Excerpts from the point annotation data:

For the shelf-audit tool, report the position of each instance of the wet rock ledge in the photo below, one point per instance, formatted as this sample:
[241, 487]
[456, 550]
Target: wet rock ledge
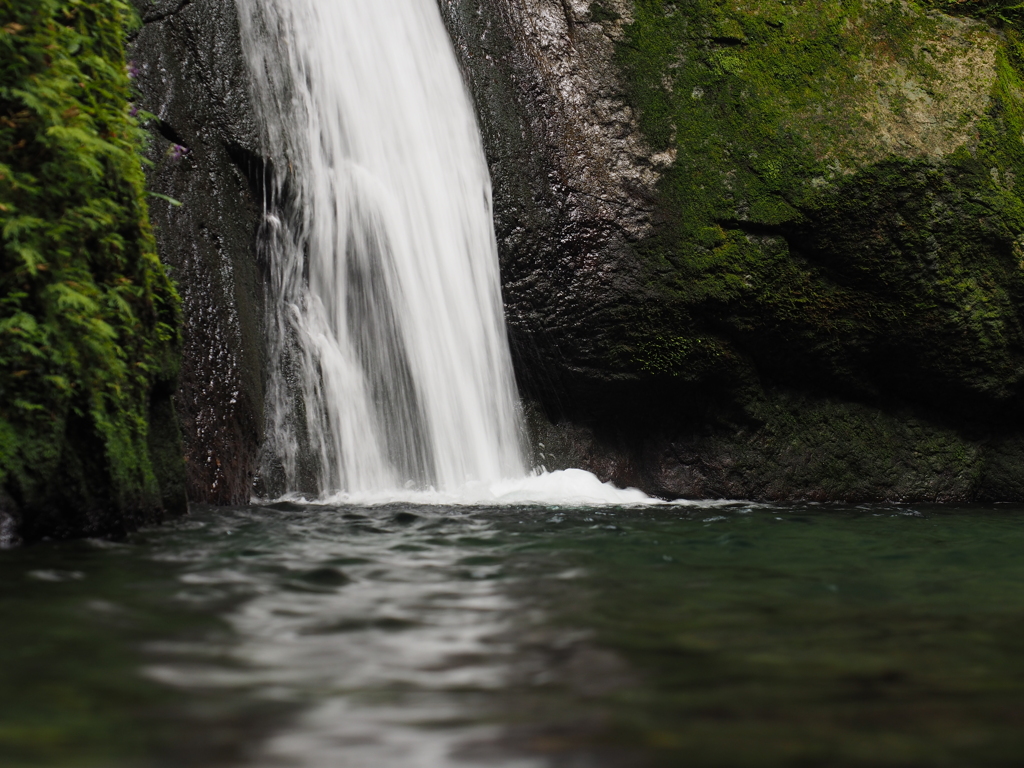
[761, 249]
[756, 249]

Exercise prompt: Reproduce all of the data above word for word, leaving out the pictures.

Output of the task:
For the shelf-audit tool, report the position of each instance of the wet rock ledge in the photo below, one point per instance, formatted as this sample:
[241, 487]
[456, 550]
Target: wet rock ledge
[761, 249]
[756, 249]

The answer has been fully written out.